Problem 1 | Reproduce the Cohort Explorer architecture overview below in full, word for word.
::: Document segment :::
The Cohort Explorer follows a standard web application architecture with three main components, orchestrated using Docker Compose:

  1. Frontend (frontend/): A client-side web application built with Next.js (React) and TypeScript. It provides the user interface for exploring cohorts, managing uploads, defining mappings, and initiating DCR creation. It interacts with the Backend API. Styling is done with TailwindCSS and DaisyUI.
  2. Backend (backend/): A Python API server built with FastAPI. It handles:
    • Authentication (via Decentriq OAuth and JWT session tokens).
    • Parsing uploaded metadata files (CSVs, Excel).
    • Interacting with the Triplestore (SPARQL queries/updates).
    • Managing data files on the server.
    • Communicating with the Decentriq API for DCR creation.
    • Serving metadata to the frontend.
  3. Database (db): An Oxigraph triplestore instance. It stores all cohort and variable metadata as RDF triples, conforming to the custom iCARE4CVD ontology. It exposes a SPARQL endpoint accessible only by the Backend.

Data Flow:

  1. Initial Metadata Load: An administrator uploads the central iCARE4CVD_Cohorts.xlsx file containing general information about all participating cohorts. This data is parsed by the backend and stored in a dedicated graph (icare:graph/metadata) in the triplestore.
:::
Problem 2 | How many lines in the records below contain the string "kitchen"? Treat uppercase and lowercase as different, and reply with the number alone.
::: Records to use :::
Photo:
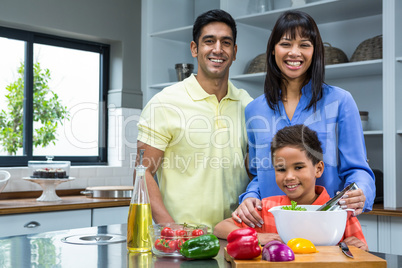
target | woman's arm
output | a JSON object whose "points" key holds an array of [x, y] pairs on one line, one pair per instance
{"points": [[353, 166]]}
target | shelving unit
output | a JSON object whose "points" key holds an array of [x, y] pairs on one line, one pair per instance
{"points": [[374, 84]]}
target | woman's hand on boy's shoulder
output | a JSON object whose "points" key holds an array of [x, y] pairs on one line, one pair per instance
{"points": [[355, 200], [354, 241], [247, 213], [266, 237]]}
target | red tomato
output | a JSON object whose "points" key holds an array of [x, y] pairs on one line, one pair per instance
{"points": [[179, 243], [181, 232], [167, 231], [169, 246], [197, 232], [159, 244]]}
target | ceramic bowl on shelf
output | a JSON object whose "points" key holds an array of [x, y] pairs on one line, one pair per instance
{"points": [[167, 238], [49, 169], [322, 228]]}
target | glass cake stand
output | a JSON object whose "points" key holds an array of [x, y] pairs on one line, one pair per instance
{"points": [[49, 187]]}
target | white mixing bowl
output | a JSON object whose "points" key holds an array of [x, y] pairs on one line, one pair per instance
{"points": [[322, 228]]}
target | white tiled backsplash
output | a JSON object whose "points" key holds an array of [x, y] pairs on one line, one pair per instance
{"points": [[122, 137]]}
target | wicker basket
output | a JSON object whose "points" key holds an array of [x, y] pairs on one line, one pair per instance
{"points": [[258, 64], [369, 49], [333, 55]]}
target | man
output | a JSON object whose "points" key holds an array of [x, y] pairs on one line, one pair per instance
{"points": [[194, 134]]}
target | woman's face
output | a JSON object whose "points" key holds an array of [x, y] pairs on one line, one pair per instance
{"points": [[293, 56]]}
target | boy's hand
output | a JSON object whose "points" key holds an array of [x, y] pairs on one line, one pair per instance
{"points": [[266, 237], [354, 241], [355, 200], [246, 212]]}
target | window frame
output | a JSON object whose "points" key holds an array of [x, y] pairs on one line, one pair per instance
{"points": [[30, 39]]}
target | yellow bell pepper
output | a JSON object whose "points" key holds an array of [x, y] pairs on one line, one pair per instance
{"points": [[301, 245]]}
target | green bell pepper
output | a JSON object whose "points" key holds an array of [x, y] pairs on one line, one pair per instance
{"points": [[201, 247]]}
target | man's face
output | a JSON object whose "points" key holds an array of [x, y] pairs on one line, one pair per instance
{"points": [[215, 52]]}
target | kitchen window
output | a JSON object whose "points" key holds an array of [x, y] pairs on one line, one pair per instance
{"points": [[53, 93]]}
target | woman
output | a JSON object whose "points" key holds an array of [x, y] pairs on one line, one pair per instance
{"points": [[295, 93]]}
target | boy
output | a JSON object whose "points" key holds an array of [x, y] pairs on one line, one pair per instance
{"points": [[296, 154]]}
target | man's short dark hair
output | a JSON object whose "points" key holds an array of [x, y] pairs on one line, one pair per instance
{"points": [[214, 15]]}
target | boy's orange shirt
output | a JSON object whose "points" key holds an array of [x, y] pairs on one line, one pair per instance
{"points": [[353, 227]]}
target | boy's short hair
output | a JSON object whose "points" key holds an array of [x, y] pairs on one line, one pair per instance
{"points": [[298, 136]]}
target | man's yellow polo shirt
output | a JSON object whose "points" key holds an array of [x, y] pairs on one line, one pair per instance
{"points": [[204, 143]]}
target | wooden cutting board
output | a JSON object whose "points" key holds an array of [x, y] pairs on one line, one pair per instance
{"points": [[327, 257]]}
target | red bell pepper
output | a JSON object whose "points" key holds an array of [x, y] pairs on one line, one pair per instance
{"points": [[243, 244]]}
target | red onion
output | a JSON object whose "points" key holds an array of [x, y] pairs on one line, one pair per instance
{"points": [[277, 252]]}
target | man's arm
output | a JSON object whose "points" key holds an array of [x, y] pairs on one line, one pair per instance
{"points": [[152, 159]]}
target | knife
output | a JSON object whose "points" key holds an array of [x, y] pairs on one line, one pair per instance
{"points": [[345, 249]]}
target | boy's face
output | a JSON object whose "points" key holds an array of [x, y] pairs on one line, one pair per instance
{"points": [[296, 175]]}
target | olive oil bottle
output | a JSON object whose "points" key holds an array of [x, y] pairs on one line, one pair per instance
{"points": [[139, 215]]}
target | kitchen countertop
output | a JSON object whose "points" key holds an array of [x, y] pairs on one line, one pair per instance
{"points": [[28, 204], [48, 250], [11, 203]]}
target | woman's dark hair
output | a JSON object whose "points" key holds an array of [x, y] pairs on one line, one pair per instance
{"points": [[214, 15], [293, 23], [301, 137]]}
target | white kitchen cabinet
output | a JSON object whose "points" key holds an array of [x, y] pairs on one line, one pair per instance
{"points": [[31, 223], [112, 215], [376, 85]]}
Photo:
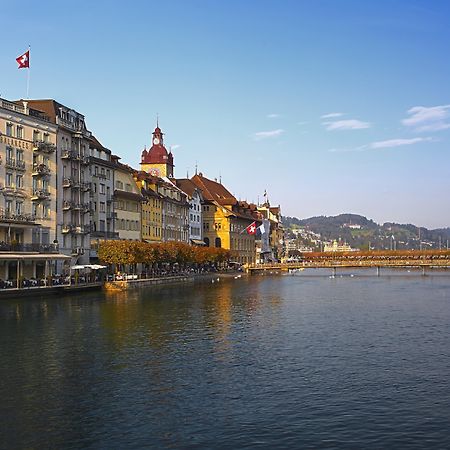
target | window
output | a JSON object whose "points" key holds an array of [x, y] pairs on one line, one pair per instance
{"points": [[19, 181], [19, 208]]}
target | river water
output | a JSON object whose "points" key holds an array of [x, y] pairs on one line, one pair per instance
{"points": [[301, 361]]}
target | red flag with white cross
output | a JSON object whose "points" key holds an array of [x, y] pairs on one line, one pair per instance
{"points": [[24, 60]]}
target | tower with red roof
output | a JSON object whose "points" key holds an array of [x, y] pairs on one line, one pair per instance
{"points": [[157, 161]]}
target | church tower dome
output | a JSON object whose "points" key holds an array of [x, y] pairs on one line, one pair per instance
{"points": [[157, 161]]}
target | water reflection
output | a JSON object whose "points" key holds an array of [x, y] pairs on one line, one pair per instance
{"points": [[268, 361]]}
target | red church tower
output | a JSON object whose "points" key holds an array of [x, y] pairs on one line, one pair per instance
{"points": [[157, 161]]}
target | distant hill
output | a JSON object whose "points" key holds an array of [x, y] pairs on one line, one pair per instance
{"points": [[359, 231]]}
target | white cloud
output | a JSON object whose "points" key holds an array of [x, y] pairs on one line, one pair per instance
{"points": [[433, 118], [349, 124], [398, 142], [267, 134], [389, 143], [331, 115]]}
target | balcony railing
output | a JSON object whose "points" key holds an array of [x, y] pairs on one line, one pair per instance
{"points": [[40, 170], [12, 106], [75, 229], [6, 216], [104, 234], [40, 194], [40, 248], [46, 147], [12, 163], [71, 182]]}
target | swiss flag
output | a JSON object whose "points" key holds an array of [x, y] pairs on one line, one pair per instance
{"points": [[24, 60], [251, 229]]}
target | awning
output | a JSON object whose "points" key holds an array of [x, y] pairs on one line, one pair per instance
{"points": [[197, 242], [33, 256]]}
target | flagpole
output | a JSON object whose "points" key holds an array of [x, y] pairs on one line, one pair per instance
{"points": [[28, 77]]}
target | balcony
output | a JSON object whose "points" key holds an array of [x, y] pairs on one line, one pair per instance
{"points": [[70, 182], [40, 170], [14, 191], [9, 217], [68, 154], [12, 163], [40, 194], [75, 229], [67, 205], [40, 248], [66, 228], [104, 235], [46, 147]]}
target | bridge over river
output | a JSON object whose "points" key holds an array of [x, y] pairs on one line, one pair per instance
{"points": [[377, 259]]}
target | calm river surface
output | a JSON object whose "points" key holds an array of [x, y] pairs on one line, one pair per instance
{"points": [[266, 362]]}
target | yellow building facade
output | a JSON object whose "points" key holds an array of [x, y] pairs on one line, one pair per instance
:::
Solution 1 |
The Cohort Explorer follows a standard web application architecture with three main components, orchestrated using Docker Compose:

  1. Frontend (frontend/): A client-side web application built with Next.js (React) and TypeScript. It provides the user interface for exploring cohorts, managing uploads, defining mappings, and initiating DCR creation. It interacts with the Backend API. Styling is done with TailwindCSS and DaisyUI.
  2. Backend (backend/): A Python API server built with FastAPI. It handles:
    • Authentication (via Decentriq OAuth and JWT session tokens).
    • Parsing uploaded metadata files (CSVs, Excel).
    • Interacting with the Triplestore (SPARQL queries/updates).
    • Managing data files on the server.
    • Communicating with the Decentriq API for DCR creation.
    • Serving metadata to the frontend.
  3. Database (db): An Oxigraph triplestore instance. It stores all cohort and variable metadata as RDF triples, conforming to the custom iCARE4CVD ontology. It exposes a SPARQL endpoint accessible only by the Backend.

Data Flow:

  1. Initial Metadata Load: An administrator uploads the central iCARE4CVD_Cohorts.xlsx file containing general information about all participating cohorts. This data is parsed by the backend and stored in a dedicated graph (icare:graph/metadata) in the triplestore.

Solution 2 | 3